#### INPUT ####
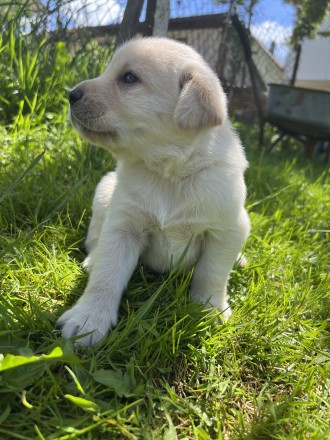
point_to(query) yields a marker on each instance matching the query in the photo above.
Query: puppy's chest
(173, 228)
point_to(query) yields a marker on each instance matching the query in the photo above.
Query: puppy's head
(154, 90)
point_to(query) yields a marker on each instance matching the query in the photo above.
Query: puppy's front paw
(86, 318)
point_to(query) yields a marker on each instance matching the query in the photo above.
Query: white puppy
(161, 111)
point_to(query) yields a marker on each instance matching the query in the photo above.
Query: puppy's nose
(75, 94)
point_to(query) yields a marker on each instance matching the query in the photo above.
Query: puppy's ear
(202, 102)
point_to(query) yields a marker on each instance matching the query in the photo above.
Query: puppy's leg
(220, 252)
(102, 197)
(116, 256)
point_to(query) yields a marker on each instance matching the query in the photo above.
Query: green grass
(167, 371)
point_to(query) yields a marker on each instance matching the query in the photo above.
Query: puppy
(161, 111)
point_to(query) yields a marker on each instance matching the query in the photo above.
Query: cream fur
(179, 175)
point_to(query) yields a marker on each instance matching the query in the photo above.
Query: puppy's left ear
(202, 102)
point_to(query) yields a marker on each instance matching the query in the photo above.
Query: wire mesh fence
(203, 24)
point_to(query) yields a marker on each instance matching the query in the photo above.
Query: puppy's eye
(129, 78)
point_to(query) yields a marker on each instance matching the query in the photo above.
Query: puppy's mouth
(92, 134)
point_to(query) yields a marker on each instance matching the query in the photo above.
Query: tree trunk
(161, 18)
(129, 26)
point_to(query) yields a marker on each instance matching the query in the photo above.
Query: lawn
(168, 370)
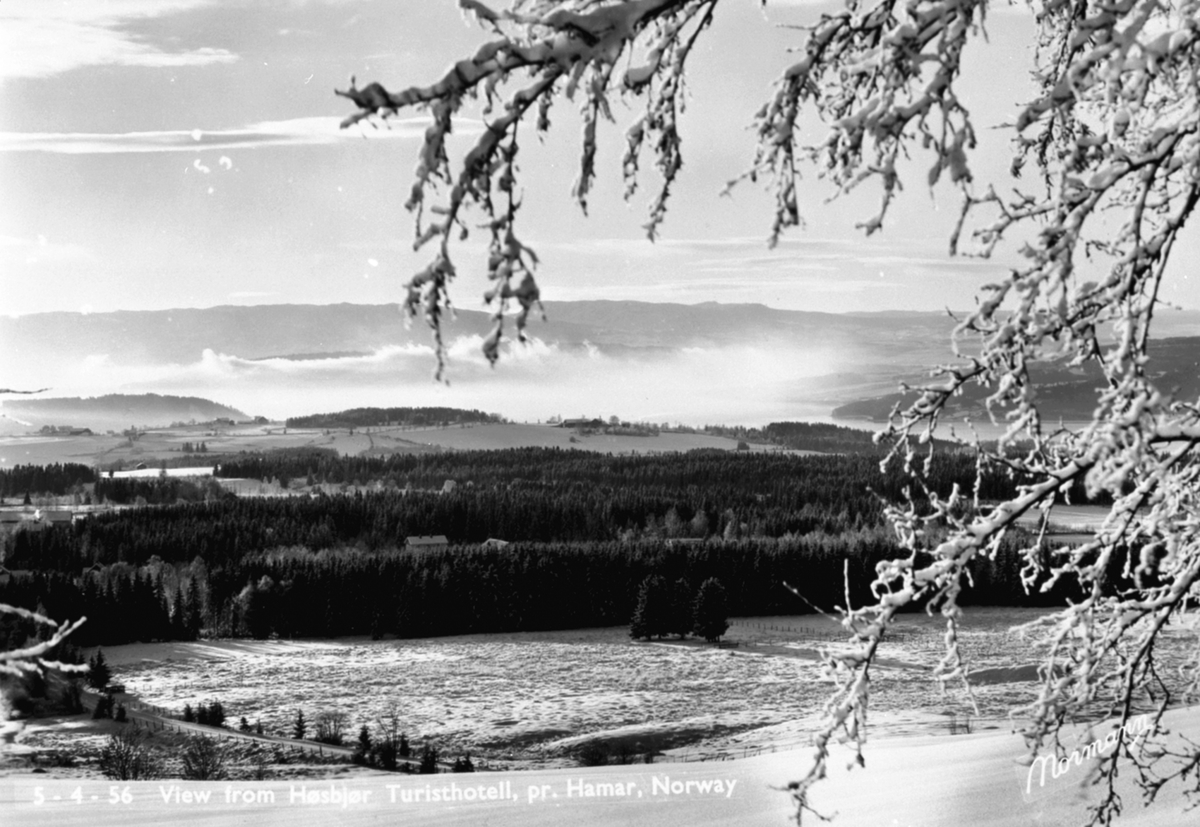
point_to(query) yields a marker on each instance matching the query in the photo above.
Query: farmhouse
(581, 423)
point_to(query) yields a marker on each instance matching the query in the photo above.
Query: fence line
(811, 633)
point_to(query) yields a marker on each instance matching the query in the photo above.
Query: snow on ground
(531, 699)
(918, 781)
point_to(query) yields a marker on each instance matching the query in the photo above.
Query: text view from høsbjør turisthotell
(375, 793)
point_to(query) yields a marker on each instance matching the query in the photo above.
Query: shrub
(204, 760)
(99, 673)
(593, 754)
(126, 757)
(330, 727)
(71, 700)
(103, 707)
(429, 760)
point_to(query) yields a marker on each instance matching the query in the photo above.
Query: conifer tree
(681, 609)
(99, 673)
(652, 616)
(712, 611)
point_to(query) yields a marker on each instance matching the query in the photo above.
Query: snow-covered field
(531, 699)
(534, 696)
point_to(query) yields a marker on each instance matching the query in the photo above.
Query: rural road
(156, 717)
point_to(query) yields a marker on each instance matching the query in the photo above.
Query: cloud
(42, 251)
(750, 384)
(41, 39)
(294, 132)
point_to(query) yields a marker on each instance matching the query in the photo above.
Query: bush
(429, 760)
(72, 697)
(593, 754)
(330, 727)
(204, 760)
(126, 757)
(99, 673)
(363, 749)
(103, 707)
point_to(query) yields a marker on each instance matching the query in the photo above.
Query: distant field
(535, 695)
(168, 443)
(544, 436)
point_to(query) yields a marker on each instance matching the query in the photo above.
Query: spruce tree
(652, 616)
(711, 611)
(681, 610)
(97, 671)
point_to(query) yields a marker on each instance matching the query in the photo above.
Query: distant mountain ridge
(117, 411)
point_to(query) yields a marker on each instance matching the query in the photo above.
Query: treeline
(833, 438)
(157, 490)
(532, 495)
(298, 592)
(57, 479)
(376, 417)
(823, 478)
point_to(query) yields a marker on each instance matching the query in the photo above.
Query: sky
(165, 154)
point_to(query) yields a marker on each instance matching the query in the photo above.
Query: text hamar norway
(660, 785)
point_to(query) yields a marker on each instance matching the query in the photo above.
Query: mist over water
(736, 384)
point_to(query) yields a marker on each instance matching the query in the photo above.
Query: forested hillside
(373, 417)
(585, 531)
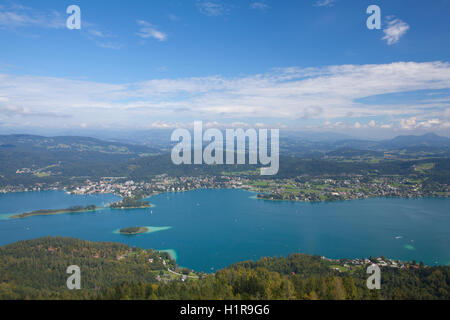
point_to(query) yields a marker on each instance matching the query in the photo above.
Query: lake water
(210, 229)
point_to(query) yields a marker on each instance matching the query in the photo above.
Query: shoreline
(243, 189)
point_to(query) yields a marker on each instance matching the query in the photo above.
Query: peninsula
(46, 212)
(133, 230)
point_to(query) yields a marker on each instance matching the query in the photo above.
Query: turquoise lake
(210, 229)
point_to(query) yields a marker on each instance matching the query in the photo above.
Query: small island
(46, 212)
(133, 230)
(130, 203)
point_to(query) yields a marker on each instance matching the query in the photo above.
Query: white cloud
(16, 16)
(211, 8)
(395, 30)
(148, 31)
(324, 3)
(259, 6)
(291, 94)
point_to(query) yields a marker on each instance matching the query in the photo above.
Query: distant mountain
(426, 140)
(30, 143)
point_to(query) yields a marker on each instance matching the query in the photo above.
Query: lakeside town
(302, 188)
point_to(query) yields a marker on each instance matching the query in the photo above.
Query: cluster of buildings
(326, 189)
(380, 261)
(158, 184)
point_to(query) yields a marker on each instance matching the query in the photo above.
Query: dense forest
(35, 269)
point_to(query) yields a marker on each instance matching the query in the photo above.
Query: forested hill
(35, 269)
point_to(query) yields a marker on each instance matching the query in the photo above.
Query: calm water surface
(211, 229)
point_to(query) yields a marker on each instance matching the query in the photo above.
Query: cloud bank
(327, 95)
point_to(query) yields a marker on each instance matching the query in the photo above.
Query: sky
(309, 65)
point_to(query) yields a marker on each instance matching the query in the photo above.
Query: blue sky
(305, 65)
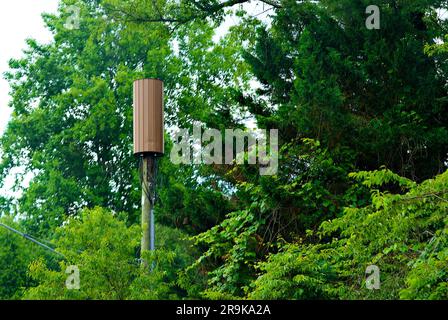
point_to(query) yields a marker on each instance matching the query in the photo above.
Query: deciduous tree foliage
(362, 119)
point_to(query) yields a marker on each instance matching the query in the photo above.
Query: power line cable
(28, 237)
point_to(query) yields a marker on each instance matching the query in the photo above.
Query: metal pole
(148, 200)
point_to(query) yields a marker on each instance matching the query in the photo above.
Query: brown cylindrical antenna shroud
(148, 117)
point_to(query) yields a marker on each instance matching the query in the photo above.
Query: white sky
(19, 20)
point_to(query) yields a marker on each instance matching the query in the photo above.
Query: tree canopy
(363, 133)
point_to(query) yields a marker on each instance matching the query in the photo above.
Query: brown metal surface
(148, 116)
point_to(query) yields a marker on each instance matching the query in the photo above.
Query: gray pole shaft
(148, 231)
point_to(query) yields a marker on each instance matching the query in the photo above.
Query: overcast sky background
(19, 20)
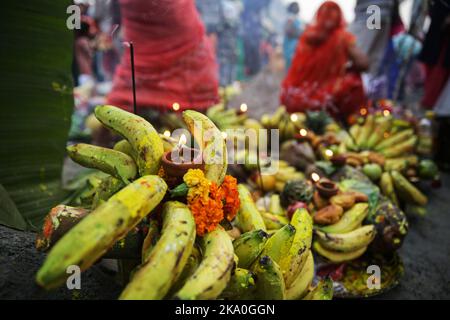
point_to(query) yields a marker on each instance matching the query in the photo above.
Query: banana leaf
(36, 104)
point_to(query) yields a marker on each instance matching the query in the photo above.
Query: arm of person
(360, 61)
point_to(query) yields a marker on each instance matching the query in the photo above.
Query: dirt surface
(426, 256)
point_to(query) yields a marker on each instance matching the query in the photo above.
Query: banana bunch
(397, 187)
(275, 180)
(392, 138)
(288, 124)
(277, 267)
(346, 239)
(226, 118)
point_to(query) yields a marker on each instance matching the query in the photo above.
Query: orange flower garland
(209, 203)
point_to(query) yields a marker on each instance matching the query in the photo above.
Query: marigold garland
(209, 203)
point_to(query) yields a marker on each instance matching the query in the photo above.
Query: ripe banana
(151, 239)
(213, 273)
(107, 188)
(211, 142)
(300, 286)
(85, 243)
(336, 256)
(115, 163)
(279, 243)
(167, 259)
(294, 261)
(249, 246)
(350, 220)
(248, 216)
(144, 139)
(125, 147)
(407, 191)
(241, 286)
(273, 221)
(347, 242)
(275, 205)
(269, 280)
(323, 291)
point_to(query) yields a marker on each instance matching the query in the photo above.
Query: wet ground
(426, 255)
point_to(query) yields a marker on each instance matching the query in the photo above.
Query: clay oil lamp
(182, 158)
(327, 188)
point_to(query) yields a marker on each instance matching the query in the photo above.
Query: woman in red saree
(174, 59)
(325, 69)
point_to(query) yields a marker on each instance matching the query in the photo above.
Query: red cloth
(174, 60)
(318, 77)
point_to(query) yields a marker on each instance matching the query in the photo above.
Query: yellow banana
(85, 243)
(211, 142)
(167, 259)
(115, 163)
(347, 242)
(213, 273)
(248, 217)
(140, 134)
(300, 286)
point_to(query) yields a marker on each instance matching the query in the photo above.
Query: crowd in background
(185, 49)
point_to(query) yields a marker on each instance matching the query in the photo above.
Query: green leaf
(36, 106)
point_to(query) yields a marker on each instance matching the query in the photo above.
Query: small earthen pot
(179, 168)
(327, 188)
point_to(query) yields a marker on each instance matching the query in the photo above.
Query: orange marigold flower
(230, 197)
(208, 213)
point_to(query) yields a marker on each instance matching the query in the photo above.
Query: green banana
(108, 187)
(273, 221)
(85, 243)
(269, 280)
(125, 147)
(407, 191)
(293, 262)
(115, 163)
(151, 239)
(336, 256)
(144, 139)
(249, 246)
(241, 286)
(347, 242)
(279, 243)
(323, 291)
(211, 142)
(167, 259)
(350, 220)
(214, 271)
(394, 139)
(275, 205)
(301, 284)
(248, 216)
(189, 269)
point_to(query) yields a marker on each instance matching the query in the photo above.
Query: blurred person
(436, 52)
(221, 18)
(174, 59)
(252, 33)
(373, 42)
(84, 48)
(325, 71)
(292, 31)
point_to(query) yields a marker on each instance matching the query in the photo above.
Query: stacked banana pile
(276, 266)
(175, 261)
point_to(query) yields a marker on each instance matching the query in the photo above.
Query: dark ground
(426, 256)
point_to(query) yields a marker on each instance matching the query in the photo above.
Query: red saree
(174, 61)
(318, 78)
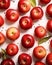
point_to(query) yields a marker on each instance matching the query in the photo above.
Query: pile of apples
(27, 41)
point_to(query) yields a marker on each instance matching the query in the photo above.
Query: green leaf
(33, 3)
(4, 54)
(44, 40)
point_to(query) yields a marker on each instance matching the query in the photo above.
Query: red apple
(4, 4)
(51, 44)
(24, 6)
(12, 49)
(27, 41)
(12, 15)
(25, 22)
(49, 26)
(12, 33)
(24, 59)
(2, 38)
(49, 59)
(1, 21)
(36, 13)
(44, 1)
(49, 10)
(39, 52)
(7, 62)
(40, 31)
(39, 63)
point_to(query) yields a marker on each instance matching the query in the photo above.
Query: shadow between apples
(8, 22)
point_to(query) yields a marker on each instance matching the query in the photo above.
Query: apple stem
(4, 56)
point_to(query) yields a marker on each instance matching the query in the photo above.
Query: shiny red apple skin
(13, 33)
(25, 22)
(24, 6)
(27, 41)
(51, 44)
(49, 59)
(49, 10)
(12, 15)
(2, 38)
(39, 63)
(4, 4)
(7, 62)
(43, 2)
(49, 26)
(40, 31)
(12, 49)
(36, 13)
(1, 21)
(24, 59)
(39, 52)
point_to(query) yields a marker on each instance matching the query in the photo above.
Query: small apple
(24, 59)
(44, 1)
(39, 63)
(24, 6)
(39, 52)
(12, 33)
(1, 21)
(12, 49)
(49, 59)
(7, 62)
(36, 13)
(27, 41)
(4, 4)
(12, 15)
(2, 38)
(40, 31)
(25, 22)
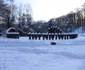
####
- WORK REQUEST
From the line with "Query: shiny red apple skin" through the final line of the data above, copy everything exactly, both ends included, but not the pictures.

- REPLY
Query: shiny red apple skin
(13, 33)
(25, 22)
(24, 6)
(27, 41)
(51, 44)
(49, 59)
(49, 10)
(12, 15)
(2, 38)
(39, 63)
(4, 4)
(7, 62)
(43, 2)
(49, 26)
(40, 31)
(12, 49)
(36, 13)
(1, 21)
(24, 59)
(39, 52)
point_to(query) yields a marker on each instance matching the query in the photo above.
Query: small apple
(24, 59)
(44, 1)
(39, 63)
(24, 6)
(39, 52)
(12, 33)
(1, 21)
(12, 49)
(49, 59)
(7, 62)
(36, 13)
(27, 41)
(4, 4)
(12, 15)
(2, 38)
(40, 31)
(25, 22)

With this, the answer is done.